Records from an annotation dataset
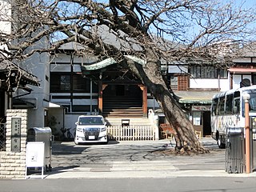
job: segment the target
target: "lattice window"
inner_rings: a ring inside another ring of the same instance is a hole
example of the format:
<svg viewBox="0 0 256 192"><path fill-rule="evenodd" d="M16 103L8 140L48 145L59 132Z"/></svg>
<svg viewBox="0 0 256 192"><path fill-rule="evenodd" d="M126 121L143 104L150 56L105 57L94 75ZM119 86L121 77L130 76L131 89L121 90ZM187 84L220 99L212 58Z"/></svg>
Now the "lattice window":
<svg viewBox="0 0 256 192"><path fill-rule="evenodd" d="M6 150L6 123L0 123L0 151Z"/></svg>

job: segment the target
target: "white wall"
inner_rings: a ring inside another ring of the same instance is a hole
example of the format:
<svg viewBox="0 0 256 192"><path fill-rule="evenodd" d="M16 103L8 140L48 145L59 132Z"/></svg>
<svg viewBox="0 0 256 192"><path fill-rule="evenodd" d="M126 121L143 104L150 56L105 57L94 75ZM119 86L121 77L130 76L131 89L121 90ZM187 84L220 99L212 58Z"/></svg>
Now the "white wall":
<svg viewBox="0 0 256 192"><path fill-rule="evenodd" d="M221 91L230 90L230 80L212 78L190 78L190 87L193 89L218 89Z"/></svg>

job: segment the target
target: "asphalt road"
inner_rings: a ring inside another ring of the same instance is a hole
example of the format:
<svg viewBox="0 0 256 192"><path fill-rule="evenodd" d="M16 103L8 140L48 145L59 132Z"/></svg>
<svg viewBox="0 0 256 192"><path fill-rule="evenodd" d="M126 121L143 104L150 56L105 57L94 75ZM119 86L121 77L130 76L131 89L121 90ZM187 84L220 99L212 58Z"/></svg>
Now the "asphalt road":
<svg viewBox="0 0 256 192"><path fill-rule="evenodd" d="M254 192L255 178L0 180L1 192Z"/></svg>
<svg viewBox="0 0 256 192"><path fill-rule="evenodd" d="M225 150L219 150L211 138L204 138L202 142L210 154L174 155L169 151L174 144L169 140L81 146L55 142L52 155L54 169L47 173L46 178L226 175Z"/></svg>
<svg viewBox="0 0 256 192"><path fill-rule="evenodd" d="M254 191L256 175L225 172L225 150L210 138L201 141L210 154L168 153L168 140L108 145L53 145L51 172L44 179L0 180L0 192L67 191ZM40 172L39 172L40 173Z"/></svg>

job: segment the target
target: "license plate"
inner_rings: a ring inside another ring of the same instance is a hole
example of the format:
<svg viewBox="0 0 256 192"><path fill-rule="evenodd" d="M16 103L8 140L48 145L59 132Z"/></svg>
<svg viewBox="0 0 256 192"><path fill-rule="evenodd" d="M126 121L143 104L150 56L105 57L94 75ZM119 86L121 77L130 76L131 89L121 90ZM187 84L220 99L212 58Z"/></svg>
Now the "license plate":
<svg viewBox="0 0 256 192"><path fill-rule="evenodd" d="M89 136L89 139L95 139L95 136L94 135L90 135Z"/></svg>

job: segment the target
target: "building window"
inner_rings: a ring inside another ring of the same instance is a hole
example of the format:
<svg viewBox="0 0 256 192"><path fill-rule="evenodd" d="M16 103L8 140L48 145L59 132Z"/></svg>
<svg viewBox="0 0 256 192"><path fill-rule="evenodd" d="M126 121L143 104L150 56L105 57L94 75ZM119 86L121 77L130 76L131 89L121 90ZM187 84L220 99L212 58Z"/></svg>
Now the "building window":
<svg viewBox="0 0 256 192"><path fill-rule="evenodd" d="M227 70L217 69L214 66L190 66L190 74L195 78L227 78Z"/></svg>
<svg viewBox="0 0 256 192"><path fill-rule="evenodd" d="M61 74L60 75L60 90L70 90L71 80L70 75Z"/></svg>
<svg viewBox="0 0 256 192"><path fill-rule="evenodd" d="M93 89L94 88L94 85ZM94 89L95 90L95 89ZM50 92L90 93L90 80L75 73L50 73Z"/></svg>

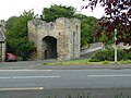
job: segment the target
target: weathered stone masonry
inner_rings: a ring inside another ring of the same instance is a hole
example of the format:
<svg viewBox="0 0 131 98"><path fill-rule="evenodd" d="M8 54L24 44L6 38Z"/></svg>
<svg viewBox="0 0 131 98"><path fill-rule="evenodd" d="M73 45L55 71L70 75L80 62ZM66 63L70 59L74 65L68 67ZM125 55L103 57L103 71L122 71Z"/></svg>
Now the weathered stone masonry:
<svg viewBox="0 0 131 98"><path fill-rule="evenodd" d="M66 17L50 23L32 20L28 22L28 39L37 48L35 59L75 59L80 57L81 22Z"/></svg>

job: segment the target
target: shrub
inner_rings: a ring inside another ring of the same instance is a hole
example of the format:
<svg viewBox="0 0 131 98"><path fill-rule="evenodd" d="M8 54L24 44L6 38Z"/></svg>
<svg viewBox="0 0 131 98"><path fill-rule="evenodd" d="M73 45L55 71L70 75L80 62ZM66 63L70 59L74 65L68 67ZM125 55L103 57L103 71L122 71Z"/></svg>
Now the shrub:
<svg viewBox="0 0 131 98"><path fill-rule="evenodd" d="M118 50L118 61L121 60L131 60L131 51L127 52L124 50ZM91 61L114 61L115 60L115 51L112 49L106 49L106 50L100 50L96 53L94 53L91 57Z"/></svg>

== Given instruction ==
All of the entries above should be duplicated exactly, except for the pictures.

== Response for this exercise ==
job: segment the target
target: "lattice window"
inner_rings: a ring inside another ring of the same instance is a hole
example of the format:
<svg viewBox="0 0 256 192"><path fill-rule="evenodd" d="M16 103L8 140L48 145L59 132Z"/></svg>
<svg viewBox="0 0 256 192"><path fill-rule="evenodd" d="M126 121L143 104L150 56L105 57L94 75ZM119 86L121 77L130 76L131 89L121 90ZM187 84L220 99L212 58Z"/></svg>
Now the "lattice window":
<svg viewBox="0 0 256 192"><path fill-rule="evenodd" d="M6 150L6 123L0 123L0 151Z"/></svg>

job: segment the target
target: "white wall"
inner_rings: a ring inside another ring of the same instance is a hole
example of the format:
<svg viewBox="0 0 256 192"><path fill-rule="evenodd" d="M16 103L8 140L48 145L59 132Z"/></svg>
<svg viewBox="0 0 256 192"><path fill-rule="evenodd" d="M126 121L143 104L150 56L105 57L94 75ZM119 86L121 77L130 76L131 89L121 90ZM187 84L220 99L212 58Z"/></svg>
Now the "white wall":
<svg viewBox="0 0 256 192"><path fill-rule="evenodd" d="M221 91L230 90L230 80L212 78L190 78L190 87L193 89L218 89Z"/></svg>

job: segment the target
target: "asphalt road"
inner_rings: a ring inside another ring of the same instance is a hole
example of the format:
<svg viewBox="0 0 256 192"><path fill-rule="evenodd" d="M16 103L8 140L48 145L59 132Z"/></svg>
<svg viewBox="0 0 256 192"><path fill-rule="evenodd" d="M126 121L143 104L150 56L105 57L94 75ZM119 86L121 77L130 76L131 89L121 90ZM187 84L220 99L212 58Z"/></svg>
Now the "asphalt road":
<svg viewBox="0 0 256 192"><path fill-rule="evenodd" d="M254 192L255 178L0 180L1 192Z"/></svg>
<svg viewBox="0 0 256 192"><path fill-rule="evenodd" d="M225 150L219 150L211 138L204 138L202 142L210 154L174 155L169 151L174 144L169 140L81 146L55 142L52 155L54 169L47 173L46 178L226 175Z"/></svg>
<svg viewBox="0 0 256 192"><path fill-rule="evenodd" d="M254 191L256 175L225 172L225 150L210 138L201 141L210 154L168 153L168 140L108 145L53 145L51 172L44 179L0 180L0 192L67 191ZM40 172L39 172L40 173Z"/></svg>

job: segment the target
target: "license plate"
inner_rings: a ring inside another ring of the same instance is a hole
example of the format:
<svg viewBox="0 0 256 192"><path fill-rule="evenodd" d="M16 103L8 140L48 145L59 132Z"/></svg>
<svg viewBox="0 0 256 192"><path fill-rule="evenodd" d="M126 121L143 104L150 56L105 57L94 75ZM119 86L121 77L130 76L131 89L121 90ZM187 84L220 99L212 58Z"/></svg>
Now the "license plate":
<svg viewBox="0 0 256 192"><path fill-rule="evenodd" d="M89 136L89 139L95 139L95 136L94 135L90 135Z"/></svg>

job: segment the target
target: "building window"
inner_rings: a ring inside another ring of the same instance is a hole
example of the format:
<svg viewBox="0 0 256 192"><path fill-rule="evenodd" d="M16 103L8 140L48 145L59 132Z"/></svg>
<svg viewBox="0 0 256 192"><path fill-rule="evenodd" d="M126 121L143 104L150 56L105 57L94 75ZM119 86L121 77L130 76L131 89L121 90ZM187 84L220 99L212 58Z"/></svg>
Now the "building window":
<svg viewBox="0 0 256 192"><path fill-rule="evenodd" d="M227 70L217 69L214 66L190 66L190 74L195 78L227 78Z"/></svg>
<svg viewBox="0 0 256 192"><path fill-rule="evenodd" d="M61 74L60 75L60 90L70 90L71 80L70 75Z"/></svg>
<svg viewBox="0 0 256 192"><path fill-rule="evenodd" d="M93 89L94 88L94 85ZM94 89L95 90L95 89ZM50 92L90 93L90 80L75 73L50 73Z"/></svg>

job: segment the target
target: weathered stone masonry
inner_rings: a ring inside another ring of the same instance is a hole
example of the format:
<svg viewBox="0 0 131 98"><path fill-rule="evenodd" d="M8 54L24 44L6 38Z"/></svg>
<svg viewBox="0 0 131 98"><path fill-rule="evenodd" d="M73 45L55 71L70 75L80 62ZM66 63L70 59L74 65L68 67ZM125 55L103 57L103 71L122 71Z"/></svg>
Now the weathered stone masonry:
<svg viewBox="0 0 131 98"><path fill-rule="evenodd" d="M66 17L50 23L32 20L28 22L28 39L37 48L35 59L75 59L80 57L81 22Z"/></svg>

job: segment the target
target: shrub
inner_rings: a ring inside another ring of the same instance is a hole
example of the format:
<svg viewBox="0 0 131 98"><path fill-rule="evenodd" d="M8 54L24 44L6 38Z"/></svg>
<svg viewBox="0 0 131 98"><path fill-rule="evenodd" d="M73 45L55 71L70 75L80 62ZM66 63L70 59L74 65L68 67ZM125 55L103 57L103 71L122 71Z"/></svg>
Now the shrub:
<svg viewBox="0 0 131 98"><path fill-rule="evenodd" d="M118 50L118 61L121 60L131 60L131 51L127 52L124 50ZM91 61L114 61L115 60L115 51L112 49L106 49L106 50L100 50L96 53L94 53L91 57Z"/></svg>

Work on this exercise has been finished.